### TASK OBJECTIVE
Your task is to extract the lines from the one holding "Target: grassy hill" through the end of the material. Set them down exactly and add nothing.

RECORD LIST start

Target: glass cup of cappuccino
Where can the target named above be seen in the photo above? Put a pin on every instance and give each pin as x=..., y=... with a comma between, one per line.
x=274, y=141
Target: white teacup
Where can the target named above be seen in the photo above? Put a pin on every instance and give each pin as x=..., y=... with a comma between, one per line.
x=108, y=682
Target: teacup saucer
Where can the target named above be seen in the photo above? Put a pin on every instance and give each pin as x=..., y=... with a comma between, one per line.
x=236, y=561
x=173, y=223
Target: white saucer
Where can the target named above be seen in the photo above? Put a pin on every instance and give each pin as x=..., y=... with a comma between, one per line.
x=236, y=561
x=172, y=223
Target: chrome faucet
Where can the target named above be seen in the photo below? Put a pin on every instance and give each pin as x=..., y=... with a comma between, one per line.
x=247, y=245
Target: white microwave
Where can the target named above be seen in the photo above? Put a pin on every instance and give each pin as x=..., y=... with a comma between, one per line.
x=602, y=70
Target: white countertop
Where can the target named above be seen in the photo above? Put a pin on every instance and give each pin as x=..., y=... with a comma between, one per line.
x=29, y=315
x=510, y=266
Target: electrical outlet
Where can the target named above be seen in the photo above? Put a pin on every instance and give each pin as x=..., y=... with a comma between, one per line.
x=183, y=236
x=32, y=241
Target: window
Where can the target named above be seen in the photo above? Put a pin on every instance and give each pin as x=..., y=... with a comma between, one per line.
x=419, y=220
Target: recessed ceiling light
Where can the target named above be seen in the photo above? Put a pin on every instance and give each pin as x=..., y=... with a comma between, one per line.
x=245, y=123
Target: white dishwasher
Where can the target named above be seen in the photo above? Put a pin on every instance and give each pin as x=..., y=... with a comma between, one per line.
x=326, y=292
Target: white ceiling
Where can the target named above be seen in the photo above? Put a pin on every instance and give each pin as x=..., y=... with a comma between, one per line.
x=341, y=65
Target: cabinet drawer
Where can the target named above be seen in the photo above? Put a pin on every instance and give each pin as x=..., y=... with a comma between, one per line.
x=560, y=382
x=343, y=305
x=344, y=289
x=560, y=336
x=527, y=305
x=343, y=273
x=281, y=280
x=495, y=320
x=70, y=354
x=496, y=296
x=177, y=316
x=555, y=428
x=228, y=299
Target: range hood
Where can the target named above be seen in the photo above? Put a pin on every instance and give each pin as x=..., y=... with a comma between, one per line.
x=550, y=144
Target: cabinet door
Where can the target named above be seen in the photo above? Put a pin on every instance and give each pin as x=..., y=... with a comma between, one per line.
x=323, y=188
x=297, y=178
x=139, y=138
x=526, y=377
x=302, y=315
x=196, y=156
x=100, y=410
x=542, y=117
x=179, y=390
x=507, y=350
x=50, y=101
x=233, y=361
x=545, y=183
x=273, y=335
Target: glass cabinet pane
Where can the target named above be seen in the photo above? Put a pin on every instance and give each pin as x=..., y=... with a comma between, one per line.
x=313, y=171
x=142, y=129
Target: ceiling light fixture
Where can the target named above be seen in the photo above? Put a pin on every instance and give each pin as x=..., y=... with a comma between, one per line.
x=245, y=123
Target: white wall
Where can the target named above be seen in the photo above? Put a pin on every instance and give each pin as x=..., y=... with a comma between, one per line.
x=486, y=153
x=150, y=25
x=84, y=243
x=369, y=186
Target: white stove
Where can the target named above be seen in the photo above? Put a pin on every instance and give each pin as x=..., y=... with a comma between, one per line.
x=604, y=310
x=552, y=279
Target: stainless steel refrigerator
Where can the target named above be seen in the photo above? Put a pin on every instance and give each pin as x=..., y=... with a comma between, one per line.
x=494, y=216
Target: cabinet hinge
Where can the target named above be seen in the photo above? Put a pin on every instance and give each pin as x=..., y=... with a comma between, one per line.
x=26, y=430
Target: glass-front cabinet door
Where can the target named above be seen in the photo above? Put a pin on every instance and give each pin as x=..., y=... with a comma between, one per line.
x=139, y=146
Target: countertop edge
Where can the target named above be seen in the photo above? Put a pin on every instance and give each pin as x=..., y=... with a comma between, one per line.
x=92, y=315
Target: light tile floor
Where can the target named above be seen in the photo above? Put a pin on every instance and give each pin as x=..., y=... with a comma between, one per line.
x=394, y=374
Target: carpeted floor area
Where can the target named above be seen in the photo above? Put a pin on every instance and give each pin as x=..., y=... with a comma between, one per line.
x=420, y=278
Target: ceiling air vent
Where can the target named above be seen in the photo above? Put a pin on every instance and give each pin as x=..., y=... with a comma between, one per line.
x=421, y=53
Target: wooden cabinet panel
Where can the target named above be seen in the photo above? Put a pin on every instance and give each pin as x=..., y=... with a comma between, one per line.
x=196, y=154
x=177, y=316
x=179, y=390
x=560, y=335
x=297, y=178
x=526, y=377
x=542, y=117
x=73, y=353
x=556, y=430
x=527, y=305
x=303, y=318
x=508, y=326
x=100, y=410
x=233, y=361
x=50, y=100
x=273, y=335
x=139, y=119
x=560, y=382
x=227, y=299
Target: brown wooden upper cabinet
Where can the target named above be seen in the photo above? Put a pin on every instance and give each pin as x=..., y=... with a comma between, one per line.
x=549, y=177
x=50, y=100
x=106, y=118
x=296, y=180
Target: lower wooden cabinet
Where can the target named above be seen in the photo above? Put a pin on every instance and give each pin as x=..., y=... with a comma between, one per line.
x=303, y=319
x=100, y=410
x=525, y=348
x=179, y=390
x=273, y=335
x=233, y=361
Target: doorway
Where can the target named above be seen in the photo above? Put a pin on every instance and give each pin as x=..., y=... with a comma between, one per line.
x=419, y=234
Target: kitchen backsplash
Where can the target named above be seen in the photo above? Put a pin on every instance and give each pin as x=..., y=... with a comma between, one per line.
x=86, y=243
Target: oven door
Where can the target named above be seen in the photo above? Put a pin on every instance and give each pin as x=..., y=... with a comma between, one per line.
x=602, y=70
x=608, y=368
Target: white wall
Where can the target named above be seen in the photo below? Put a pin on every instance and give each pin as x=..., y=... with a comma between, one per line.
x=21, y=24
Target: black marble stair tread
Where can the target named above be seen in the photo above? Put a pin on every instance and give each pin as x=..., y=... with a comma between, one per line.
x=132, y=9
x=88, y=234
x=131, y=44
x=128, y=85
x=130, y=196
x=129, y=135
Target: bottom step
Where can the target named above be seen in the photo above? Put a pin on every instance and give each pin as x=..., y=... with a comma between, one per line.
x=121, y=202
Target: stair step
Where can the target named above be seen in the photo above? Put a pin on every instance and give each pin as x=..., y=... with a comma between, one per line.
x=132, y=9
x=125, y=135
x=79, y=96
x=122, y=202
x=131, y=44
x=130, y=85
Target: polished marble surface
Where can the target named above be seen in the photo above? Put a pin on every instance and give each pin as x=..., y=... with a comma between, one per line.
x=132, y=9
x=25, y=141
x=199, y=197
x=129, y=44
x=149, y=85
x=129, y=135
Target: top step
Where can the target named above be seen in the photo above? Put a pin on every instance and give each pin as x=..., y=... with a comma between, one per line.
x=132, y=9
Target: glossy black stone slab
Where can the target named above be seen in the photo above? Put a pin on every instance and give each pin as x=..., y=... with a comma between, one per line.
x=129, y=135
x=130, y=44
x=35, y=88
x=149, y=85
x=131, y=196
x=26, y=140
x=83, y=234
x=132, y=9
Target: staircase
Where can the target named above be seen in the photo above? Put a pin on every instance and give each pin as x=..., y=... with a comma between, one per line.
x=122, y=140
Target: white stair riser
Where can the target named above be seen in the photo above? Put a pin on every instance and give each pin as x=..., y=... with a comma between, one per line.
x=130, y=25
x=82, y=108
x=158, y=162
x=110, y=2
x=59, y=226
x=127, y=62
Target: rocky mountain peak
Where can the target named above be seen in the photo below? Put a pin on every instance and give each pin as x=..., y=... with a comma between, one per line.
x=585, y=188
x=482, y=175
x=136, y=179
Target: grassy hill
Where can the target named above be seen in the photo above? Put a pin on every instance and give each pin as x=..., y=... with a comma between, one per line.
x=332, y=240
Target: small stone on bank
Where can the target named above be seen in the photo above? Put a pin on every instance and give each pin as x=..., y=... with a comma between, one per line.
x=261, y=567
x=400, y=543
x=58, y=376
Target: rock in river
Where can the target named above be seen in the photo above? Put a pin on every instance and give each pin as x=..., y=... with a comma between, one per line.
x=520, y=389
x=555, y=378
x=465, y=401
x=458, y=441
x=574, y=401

RECORD LIST end

### RESPONSE TO THIS TASK
Target: grassy hill
Where can the target named above be seen in the photo above? Put a pin on every instance and give each pin as x=..., y=... with a comma between, one per line.
x=332, y=240
Target: small stone on bank
Where can the target named above be seen in the photo above? Put a pin on every instance and give each pin as x=..., y=... with a comma between, one per line.
x=261, y=567
x=400, y=543
x=58, y=376
Target: rock in river
Where can the target named above be seen in the photo above? Put a pin on every instance and give each pin as x=..., y=... with a comma between, one per line.
x=520, y=389
x=555, y=378
x=465, y=401
x=458, y=441
x=574, y=401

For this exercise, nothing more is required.